# start of DATA SUPPLIED

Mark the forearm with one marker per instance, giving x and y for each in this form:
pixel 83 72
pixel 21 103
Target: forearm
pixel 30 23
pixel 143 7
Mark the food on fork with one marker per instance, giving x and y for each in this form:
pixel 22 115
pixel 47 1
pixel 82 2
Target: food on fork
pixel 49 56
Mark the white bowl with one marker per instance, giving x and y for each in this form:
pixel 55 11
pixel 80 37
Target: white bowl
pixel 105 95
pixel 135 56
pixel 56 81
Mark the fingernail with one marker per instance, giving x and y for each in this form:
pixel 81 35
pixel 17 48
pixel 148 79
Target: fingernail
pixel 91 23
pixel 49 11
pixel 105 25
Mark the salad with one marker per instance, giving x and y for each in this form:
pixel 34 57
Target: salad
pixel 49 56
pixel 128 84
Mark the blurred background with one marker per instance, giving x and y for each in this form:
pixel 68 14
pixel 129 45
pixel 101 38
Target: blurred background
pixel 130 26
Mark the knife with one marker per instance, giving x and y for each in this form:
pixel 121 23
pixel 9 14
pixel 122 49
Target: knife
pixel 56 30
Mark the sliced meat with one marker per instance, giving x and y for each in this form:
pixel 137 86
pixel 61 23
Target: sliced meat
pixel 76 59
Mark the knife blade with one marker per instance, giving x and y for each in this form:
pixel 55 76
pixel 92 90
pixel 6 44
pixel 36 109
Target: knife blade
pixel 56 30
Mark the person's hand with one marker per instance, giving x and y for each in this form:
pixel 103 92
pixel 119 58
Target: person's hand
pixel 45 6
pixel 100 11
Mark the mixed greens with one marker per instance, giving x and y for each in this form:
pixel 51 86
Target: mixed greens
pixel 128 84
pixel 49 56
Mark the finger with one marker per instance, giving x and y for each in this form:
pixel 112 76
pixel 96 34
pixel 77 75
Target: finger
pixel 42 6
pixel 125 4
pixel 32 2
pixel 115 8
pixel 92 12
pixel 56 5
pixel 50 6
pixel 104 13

# end of DATA SUPPLIED

■ WRITTEN PROBLEM:
Send back all of the entries exactly, with nothing missing.

■ RESULT:
Mark the forearm with one marker per instance, giving x and y for each in this form:
pixel 83 72
pixel 21 103
Target: forearm
pixel 30 23
pixel 143 7
Mark the food on fork with one marker per instance, giving x and y for each in this form:
pixel 22 115
pixel 47 1
pixel 82 2
Target: food on fork
pixel 49 56
Mark the white bowl with one marker per instance, giving x and y for each in this form:
pixel 55 11
pixel 80 37
Target: white bowl
pixel 105 95
pixel 135 56
pixel 56 81
Mark the fingernail with one marker per instance, giving x and y for each in this form:
pixel 81 35
pixel 17 48
pixel 148 79
Target: fingernail
pixel 91 23
pixel 49 11
pixel 105 25
Mark the salad with one marker per instance, giving x and y for each in this form:
pixel 34 57
Target: salad
pixel 49 56
pixel 128 84
Mark the blurred background with one marker per instance, giving x and y for each in this form:
pixel 68 14
pixel 129 45
pixel 101 38
Target: blurred background
pixel 130 26
Mark the knife with one marker per instance, giving x and y for each in this form:
pixel 121 23
pixel 9 14
pixel 122 49
Target: knife
pixel 56 30
Mark the sliced meat with one marker per instance, giving x and y for each in this form:
pixel 137 86
pixel 61 23
Target: sliced meat
pixel 76 59
Mark the knife blade with one marker per instance, giving x and y for each in this form:
pixel 55 76
pixel 92 90
pixel 6 44
pixel 36 109
Target: knife blade
pixel 56 30
Mark the person's hand with one marker per instance, giving x and y for each in this form:
pixel 103 92
pixel 119 58
Target: person's hand
pixel 45 6
pixel 100 11
Mark the mixed greens with one marker per instance, giving x and y for each in this form:
pixel 51 86
Target: mixed greens
pixel 128 84
pixel 49 56
Mark the finger with one marker per instance, giving x and y for each in this form:
pixel 112 76
pixel 96 34
pixel 77 75
Target: finger
pixel 42 6
pixel 125 4
pixel 32 2
pixel 115 8
pixel 92 12
pixel 56 5
pixel 50 6
pixel 104 13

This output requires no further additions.